Required tasks –
(1) Duplicate the passage on anger and forgiveness word for word, starting with "Anger is all" and going on through "is to forgive.".
(2) Go on with the passage on anger and forgiveness, picking up after its final sentence.

Extract to read –
━━━━━━━━━━

Anger is all consuming, and when left unchecked, we start to become less human. We let those people who destroyed us with their own evil win. They mark us as victims, but it’s only when we choose to be different, when we choose to be more than what they have tried to make us, that we truly defeat those who have tried to overcome us.

Forgiveness has always been a hard thing to understand for most people, but for me and for a lot of people, they feel they have nothing else to do but to forgive those who have wronged them. While some people can move on with their lives, some people are left with nothing but anger and pain, and sometimes the only way to move on is to forgive.

Anger can be a prison and forgiveness allows a release from that prison. It’s a release from that cycle of rage and fury. It’s never an easy decision, and for a long time, you harbor anger, and that’s why forgiveness is personal to every person. No person can be rushed into it, and it’s a process that is different and unique to whoever is going through it.

━━━━━━━━━━

Extracted entries –
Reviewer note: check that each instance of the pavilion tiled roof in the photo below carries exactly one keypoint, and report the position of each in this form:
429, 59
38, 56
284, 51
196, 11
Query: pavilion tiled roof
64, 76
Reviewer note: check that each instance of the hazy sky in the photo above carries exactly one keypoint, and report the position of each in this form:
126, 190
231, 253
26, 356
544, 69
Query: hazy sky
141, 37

━━━━━━━━━━

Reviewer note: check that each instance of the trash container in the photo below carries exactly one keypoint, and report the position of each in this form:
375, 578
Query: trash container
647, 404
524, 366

━━━━━━━━━━

Final answers –
(1)
Anger is all consuming, and when left unchecked, we start to become less human. We let those people who destroyed us with their own evil win. They mark us as victims, but it’s only when we choose to be different, when we choose to be more than what they have tried to make us, that we truly defeat those who have tried to overcome us.

Forgiveness has always been a hard thing to understand for most people, but for me and for a lot of people, they feel they have nothing else to do but to forgive those who have wronged them. While some people can move on with their lives, some people are left with nothing but anger and pain, and sometimes the only way to move on is to forgive.

(2)
Not everyone will understand the idea of forgiveness. Sometimes trauma runs too deep, and the anger has us twisted to the point where we don’t think there’s any point. It’s not for us to judge anyone’s journey with it.

Forgiveness is not about God, contrary to belief. If someone is of faith, he can be involved, but forgiveness is entirely personal. But it’s also not something we have to go through alone. It’s a hard choice, but when it’s made, it frees you.